(Quoted passage Opens)
GMC Baramulla initiates measures to ease access to psychiatric medications

Baramulla, Nov 17: In a significant move to ease the struggle of psychiatric patients in north Kashmir, the Government Medical College (GMC), Baramulla, has taken steps to make crucial medications accessible at their Amrit outlet within the hospital premises.

Earlier Greater Kashmir highlighted the challenges faced by patients grappling with mental health issues, particularly in procuring essential medicines from local pharmacies.

Considering the hardships of such patients, the GMC Baramulla authorities had decided to provide such medicines at their Amrit outlet, setup within the associated hospital GMC Baramulla.

The Medical Superintendent, Associated Hospital, GMC Baramulla, Dr Parvaiz Masoodi told Greater Kashmir that the decision had been taken to ease the hardships of psychiatric patients who were denied such medicines in the market.

“We will collaborate with the Department of Psychiatric Medicine at GMC to compile a comprehensive list of required medicines. Our commitment is to ensure the availability of these drugs at our in-house pharmacy, Amrit, eliminating any inconvenience for the patients,” he said.

The decision aims to streamline the process for psychiatric patients, ensuring a smoother experience in obtaining their essential medications.

Notably, patients prescribed medications for mental health concerns have encountered difficulties obtaining their prescriptions from various pharmacies across the Baramulla district.

Numerous individuals shared their predicament, citing strict formalities imposed by drug authorities as a reason for denial at medical shops.

Earlier, while talking to Greater Kashmir, a patient, Shaista (name changed) had said that she was diagnosed with anxiety disorder after she experienced sudden palpitation, panic attacks, and numbness in her hands and arms.

The doctors at GMC Baramulla prescribed her an anti-anxiety disorder drug ‘Ezolent’.

After failing to get the medicine here for four consecutive days, she brought the medicine from a medical shop on a doctor’s prescription in Srinagar.

The medical shop owners had cited the stringent measures including maintenance of patient record, CCTV coverage for those purchasing psychiatric medicines a reason to avoid the selling of such drugs.

The drug authorities had issued such guidelines to stop the misuse of such drugs, however, the local pharmacies had been finding such guidelines difficult to adhere with.
(Quoted passage Closes)
(Available data Opens)
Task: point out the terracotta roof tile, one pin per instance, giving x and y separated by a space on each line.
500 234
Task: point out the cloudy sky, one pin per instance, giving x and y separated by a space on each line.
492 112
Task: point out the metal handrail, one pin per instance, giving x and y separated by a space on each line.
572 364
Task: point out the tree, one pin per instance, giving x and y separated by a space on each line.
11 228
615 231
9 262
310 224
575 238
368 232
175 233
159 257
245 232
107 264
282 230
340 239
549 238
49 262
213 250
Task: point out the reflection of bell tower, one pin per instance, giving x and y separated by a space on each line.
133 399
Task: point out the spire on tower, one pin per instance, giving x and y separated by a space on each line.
(Available data Closes)
* Directions for this task
Translate this sentence from the article on psychiatric medications at GMC Baramulla into Spanish: "The decision aims to streamline the process for psychiatric patients, ensuring a smoother experience in obtaining their essential medications." The records come from a source separate from the text.

* Answer
La decisión tiene como objetivo agilizar el proceso para los pacientes psiquiátricos, garantizando una experiencia más fluida en la obtención de sus medicamentos esenciales.